▶ _Provided entries_:

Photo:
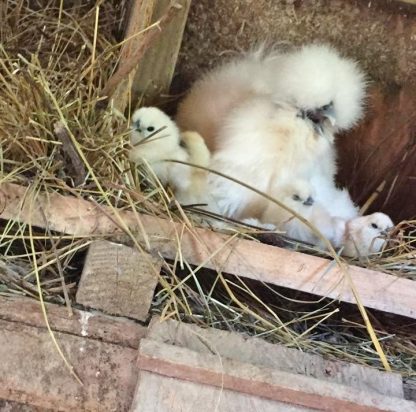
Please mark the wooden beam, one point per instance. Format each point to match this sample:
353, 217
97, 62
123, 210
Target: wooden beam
31, 370
118, 280
203, 247
213, 370
96, 326
139, 19
155, 72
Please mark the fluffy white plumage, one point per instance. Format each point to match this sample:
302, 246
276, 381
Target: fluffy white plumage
313, 78
270, 119
264, 145
365, 235
301, 197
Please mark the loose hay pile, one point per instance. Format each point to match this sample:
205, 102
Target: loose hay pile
55, 60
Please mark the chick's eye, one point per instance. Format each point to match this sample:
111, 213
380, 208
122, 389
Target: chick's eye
327, 106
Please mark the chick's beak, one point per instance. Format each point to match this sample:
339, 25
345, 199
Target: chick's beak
309, 201
329, 114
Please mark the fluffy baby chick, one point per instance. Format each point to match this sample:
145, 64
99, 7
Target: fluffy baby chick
300, 196
364, 234
154, 139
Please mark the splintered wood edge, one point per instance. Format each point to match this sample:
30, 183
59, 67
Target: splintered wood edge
213, 370
233, 255
97, 326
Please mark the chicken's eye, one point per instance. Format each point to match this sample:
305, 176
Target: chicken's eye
327, 106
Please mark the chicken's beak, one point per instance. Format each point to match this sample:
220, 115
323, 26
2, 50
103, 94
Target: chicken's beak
329, 114
309, 201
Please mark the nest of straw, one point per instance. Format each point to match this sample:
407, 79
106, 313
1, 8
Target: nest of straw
54, 60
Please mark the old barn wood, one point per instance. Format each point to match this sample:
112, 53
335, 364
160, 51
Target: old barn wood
202, 247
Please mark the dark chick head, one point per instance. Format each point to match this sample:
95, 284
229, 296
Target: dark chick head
328, 88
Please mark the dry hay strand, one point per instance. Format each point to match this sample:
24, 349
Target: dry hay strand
54, 62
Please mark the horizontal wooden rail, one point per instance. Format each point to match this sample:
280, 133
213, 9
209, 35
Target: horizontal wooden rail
242, 257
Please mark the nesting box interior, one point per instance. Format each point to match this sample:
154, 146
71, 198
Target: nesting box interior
66, 181
380, 35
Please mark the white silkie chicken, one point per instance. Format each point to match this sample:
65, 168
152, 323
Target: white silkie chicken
316, 79
269, 118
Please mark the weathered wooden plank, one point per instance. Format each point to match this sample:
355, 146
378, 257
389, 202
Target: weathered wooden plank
263, 354
139, 19
118, 280
238, 256
31, 371
27, 312
156, 69
157, 393
214, 370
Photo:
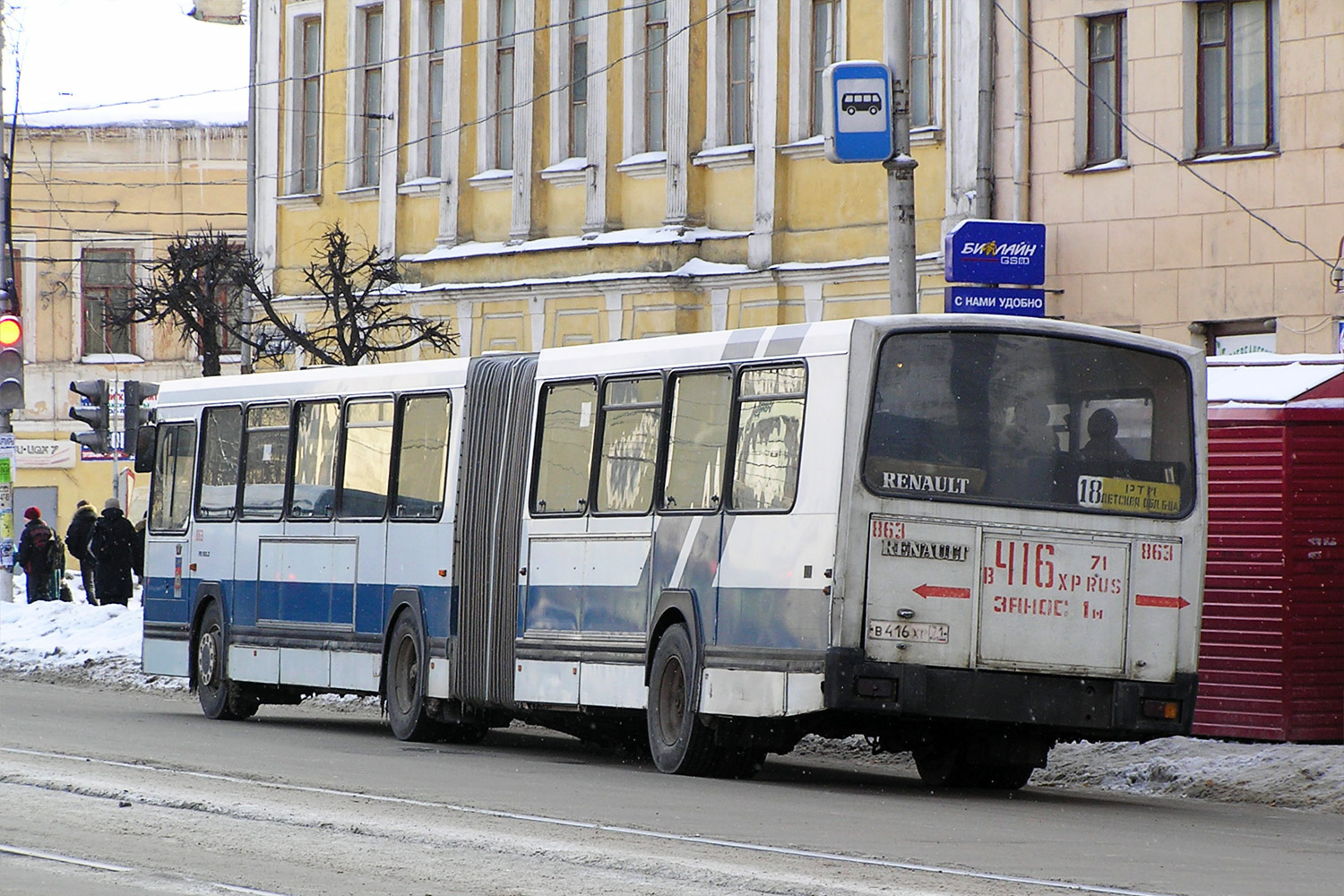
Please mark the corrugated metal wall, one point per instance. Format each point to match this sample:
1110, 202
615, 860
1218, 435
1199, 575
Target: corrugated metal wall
1314, 643
1241, 653
1271, 649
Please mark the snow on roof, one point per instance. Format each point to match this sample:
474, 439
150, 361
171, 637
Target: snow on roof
108, 62
1269, 378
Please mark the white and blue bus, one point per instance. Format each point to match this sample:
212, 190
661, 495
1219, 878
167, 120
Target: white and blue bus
962, 536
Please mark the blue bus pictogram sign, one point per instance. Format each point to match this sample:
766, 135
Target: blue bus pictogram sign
857, 112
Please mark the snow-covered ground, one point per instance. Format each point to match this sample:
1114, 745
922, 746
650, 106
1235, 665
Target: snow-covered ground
78, 642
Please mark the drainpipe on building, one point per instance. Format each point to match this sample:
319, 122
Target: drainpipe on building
1021, 112
986, 115
900, 167
250, 244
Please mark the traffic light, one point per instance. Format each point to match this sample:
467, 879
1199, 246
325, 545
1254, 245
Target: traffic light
136, 394
11, 363
94, 414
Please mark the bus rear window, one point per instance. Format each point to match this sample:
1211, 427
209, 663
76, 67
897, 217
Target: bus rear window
1034, 421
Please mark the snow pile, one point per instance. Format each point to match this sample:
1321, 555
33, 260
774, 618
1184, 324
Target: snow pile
74, 641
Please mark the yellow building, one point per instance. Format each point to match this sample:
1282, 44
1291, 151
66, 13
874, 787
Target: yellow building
581, 171
99, 187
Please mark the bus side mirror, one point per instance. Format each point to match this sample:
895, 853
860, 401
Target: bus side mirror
145, 444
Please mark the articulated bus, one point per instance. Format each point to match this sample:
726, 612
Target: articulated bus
962, 536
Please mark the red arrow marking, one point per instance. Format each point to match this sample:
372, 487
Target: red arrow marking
940, 591
1153, 600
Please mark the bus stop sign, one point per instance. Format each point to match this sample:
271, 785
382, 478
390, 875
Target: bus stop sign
857, 112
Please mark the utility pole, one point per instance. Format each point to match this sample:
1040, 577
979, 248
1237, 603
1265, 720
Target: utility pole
7, 306
900, 167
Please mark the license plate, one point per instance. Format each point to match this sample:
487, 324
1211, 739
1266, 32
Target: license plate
921, 632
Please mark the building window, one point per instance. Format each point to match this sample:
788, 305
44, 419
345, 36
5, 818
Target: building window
504, 46
1105, 78
108, 285
371, 96
435, 82
924, 64
823, 53
308, 125
655, 75
741, 62
578, 77
1236, 109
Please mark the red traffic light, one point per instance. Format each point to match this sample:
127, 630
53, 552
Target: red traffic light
11, 331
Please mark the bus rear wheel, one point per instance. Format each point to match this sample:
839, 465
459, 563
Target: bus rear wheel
406, 710
220, 696
679, 742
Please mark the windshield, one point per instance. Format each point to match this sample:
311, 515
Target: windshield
1007, 418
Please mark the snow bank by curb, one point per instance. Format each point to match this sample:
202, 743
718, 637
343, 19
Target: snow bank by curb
75, 642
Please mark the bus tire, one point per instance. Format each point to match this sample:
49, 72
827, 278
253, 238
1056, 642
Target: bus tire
943, 764
406, 711
679, 742
220, 696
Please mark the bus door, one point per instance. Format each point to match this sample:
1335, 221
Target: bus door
167, 589
209, 562
362, 513
257, 538
688, 538
419, 530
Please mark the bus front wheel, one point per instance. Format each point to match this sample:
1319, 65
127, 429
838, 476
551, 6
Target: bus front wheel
220, 696
406, 711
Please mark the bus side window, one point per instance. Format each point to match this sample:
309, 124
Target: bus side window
422, 457
698, 441
314, 495
220, 463
367, 460
266, 461
169, 501
632, 410
765, 470
564, 458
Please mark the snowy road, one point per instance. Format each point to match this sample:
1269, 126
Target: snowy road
314, 799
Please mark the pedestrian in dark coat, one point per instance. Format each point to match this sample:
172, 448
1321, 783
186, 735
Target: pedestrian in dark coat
116, 551
77, 541
34, 556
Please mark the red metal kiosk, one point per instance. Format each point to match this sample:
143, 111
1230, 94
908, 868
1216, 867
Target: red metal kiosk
1271, 653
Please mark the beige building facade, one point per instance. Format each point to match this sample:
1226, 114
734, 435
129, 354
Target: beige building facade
577, 171
93, 209
1212, 209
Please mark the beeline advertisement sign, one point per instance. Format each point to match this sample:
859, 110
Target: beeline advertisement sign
995, 252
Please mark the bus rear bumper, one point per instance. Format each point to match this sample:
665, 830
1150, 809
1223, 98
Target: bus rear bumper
1069, 705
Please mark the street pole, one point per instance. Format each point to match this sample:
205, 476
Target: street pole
7, 447
900, 167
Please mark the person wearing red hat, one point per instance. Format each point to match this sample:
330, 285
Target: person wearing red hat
35, 556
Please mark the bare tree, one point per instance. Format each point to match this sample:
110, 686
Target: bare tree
195, 288
362, 317
202, 284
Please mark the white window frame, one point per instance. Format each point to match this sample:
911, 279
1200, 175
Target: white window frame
717, 101
933, 10
487, 142
418, 101
561, 102
634, 137
1193, 105
355, 180
142, 254
296, 13
800, 56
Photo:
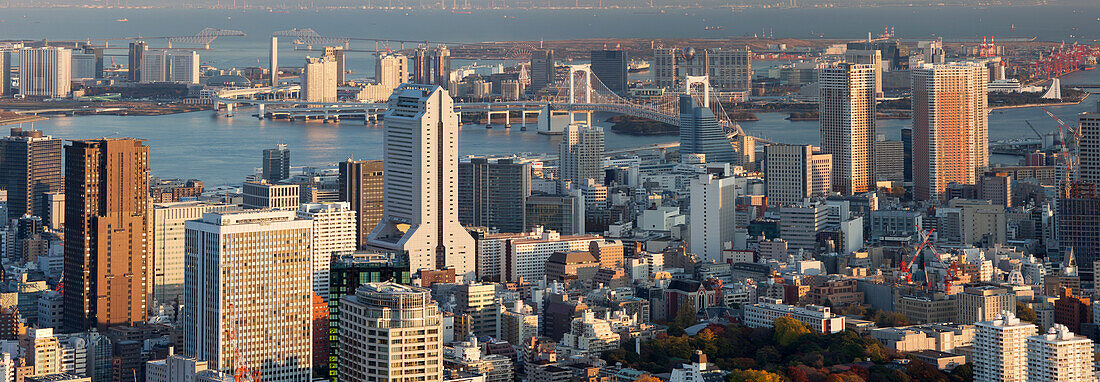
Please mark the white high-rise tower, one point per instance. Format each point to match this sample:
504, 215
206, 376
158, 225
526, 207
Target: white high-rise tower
420, 162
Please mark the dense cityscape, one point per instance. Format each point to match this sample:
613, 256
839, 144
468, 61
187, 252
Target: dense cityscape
557, 210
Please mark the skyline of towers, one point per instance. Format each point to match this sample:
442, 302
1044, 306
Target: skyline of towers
361, 185
420, 148
106, 224
249, 295
846, 104
700, 133
30, 166
950, 127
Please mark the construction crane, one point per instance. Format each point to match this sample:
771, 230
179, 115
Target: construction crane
1069, 156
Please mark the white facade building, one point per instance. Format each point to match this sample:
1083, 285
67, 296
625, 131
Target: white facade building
1000, 350
45, 72
713, 215
420, 160
334, 230
250, 272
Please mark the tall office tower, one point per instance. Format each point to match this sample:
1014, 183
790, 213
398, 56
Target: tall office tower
30, 167
393, 318
713, 215
349, 272
361, 185
493, 193
1000, 351
249, 272
906, 145
266, 195
542, 69
868, 57
6, 73
727, 69
889, 162
793, 172
166, 243
333, 232
138, 51
846, 98
336, 53
420, 159
479, 302
611, 67
273, 55
319, 79
700, 133
950, 130
730, 69
106, 226
392, 69
581, 154
1088, 168
276, 164
1059, 356
45, 72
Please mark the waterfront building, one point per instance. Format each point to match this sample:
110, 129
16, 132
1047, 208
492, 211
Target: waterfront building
276, 165
107, 211
611, 67
386, 318
950, 130
420, 159
45, 72
361, 185
846, 104
333, 232
794, 172
493, 193
250, 272
30, 167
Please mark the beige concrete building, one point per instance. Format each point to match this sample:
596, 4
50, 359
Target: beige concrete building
391, 333
846, 104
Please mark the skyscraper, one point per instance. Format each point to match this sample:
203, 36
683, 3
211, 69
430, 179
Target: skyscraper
333, 232
45, 72
611, 67
392, 69
846, 101
138, 50
391, 315
1000, 351
493, 193
793, 173
106, 222
542, 68
950, 130
713, 215
361, 185
276, 164
700, 133
420, 195
30, 167
249, 273
581, 154
319, 79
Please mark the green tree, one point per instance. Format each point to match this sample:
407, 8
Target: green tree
789, 330
752, 375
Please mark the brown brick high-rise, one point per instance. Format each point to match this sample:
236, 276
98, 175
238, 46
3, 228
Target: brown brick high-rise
106, 215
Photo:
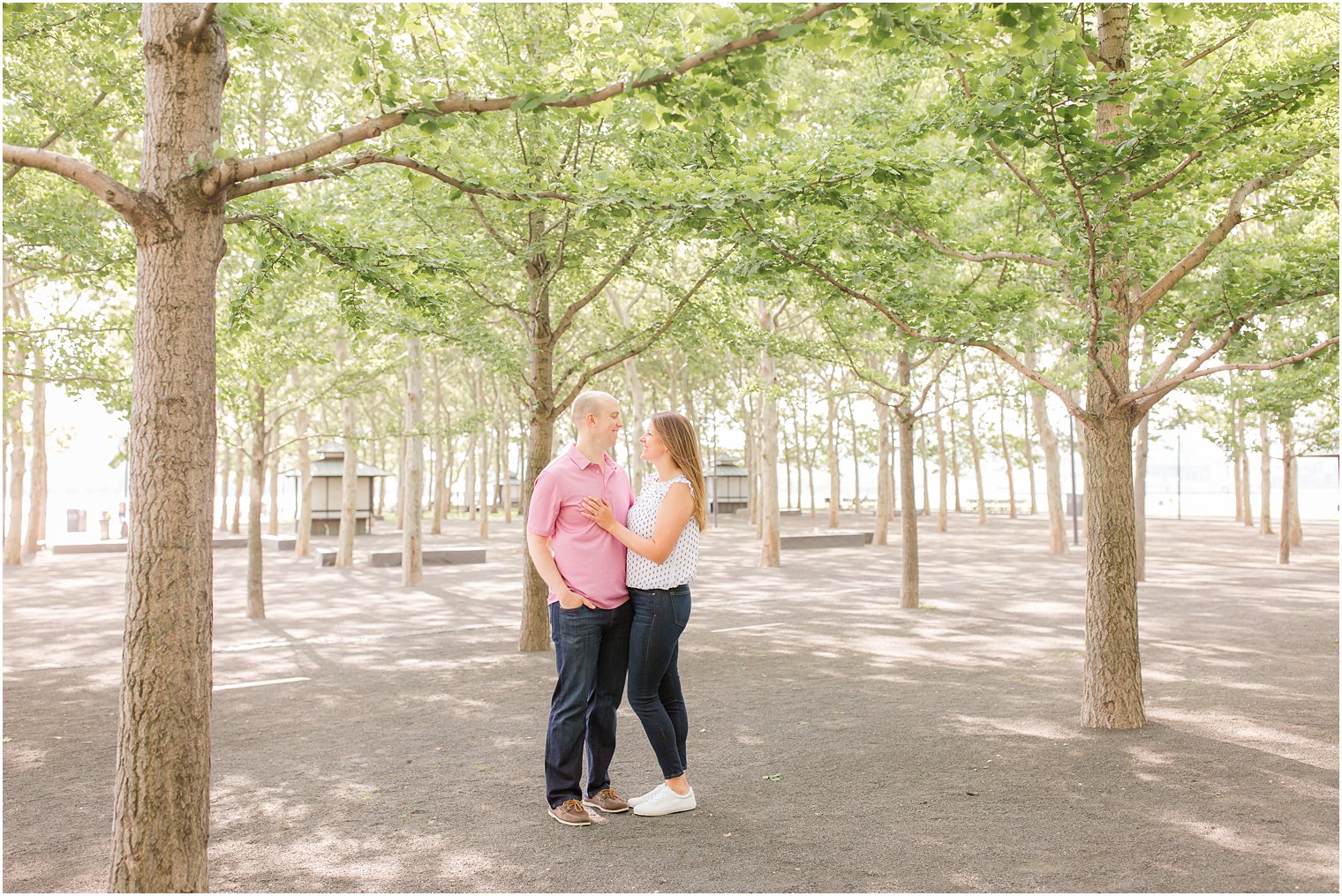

▶ _Your objective_: Gather every line from the rows above that contains the word "skyscraper" and copy each one out in full.

▶ _Written answer_:
Please mark the skyscraper, one point per instance. Format each point to match this sample:
Target: skyscraper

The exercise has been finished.